DO THIS —
Quote every one of the rows below verbatim, leaving out the pictures.

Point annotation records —
********************
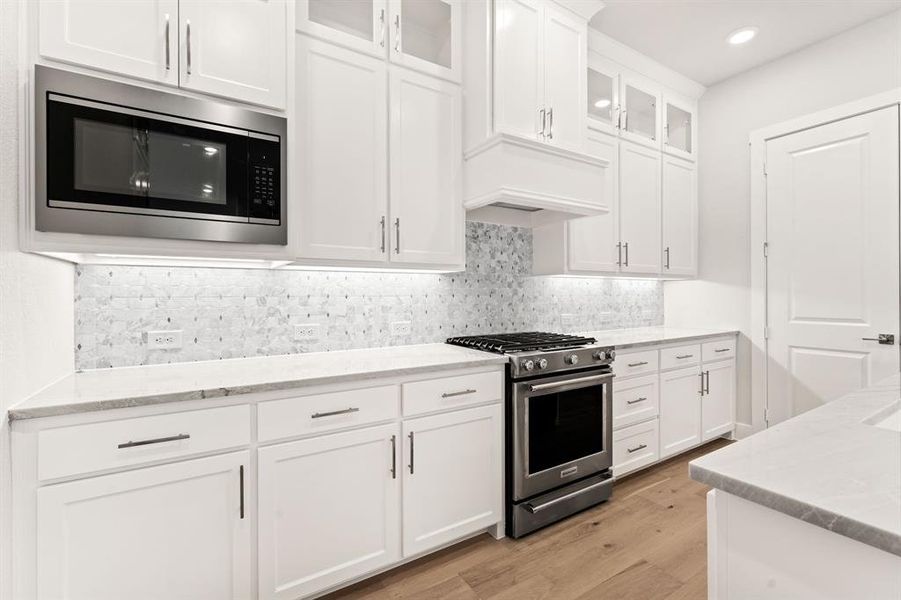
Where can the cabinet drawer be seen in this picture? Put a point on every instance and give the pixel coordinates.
(635, 447)
(111, 444)
(422, 397)
(319, 413)
(635, 363)
(718, 349)
(635, 400)
(680, 356)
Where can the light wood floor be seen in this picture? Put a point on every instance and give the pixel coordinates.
********************
OUTPUT FOR THIS EXERCISE —
Where can the cabinet drawer be seen in this picture? Put a point on every instance and give the pixel coordinates.
(635, 447)
(111, 444)
(422, 397)
(319, 413)
(635, 363)
(718, 349)
(635, 400)
(680, 356)
Where can the light wood floor be seen in this picture? Put a point on every instance and give the pixel coordinates.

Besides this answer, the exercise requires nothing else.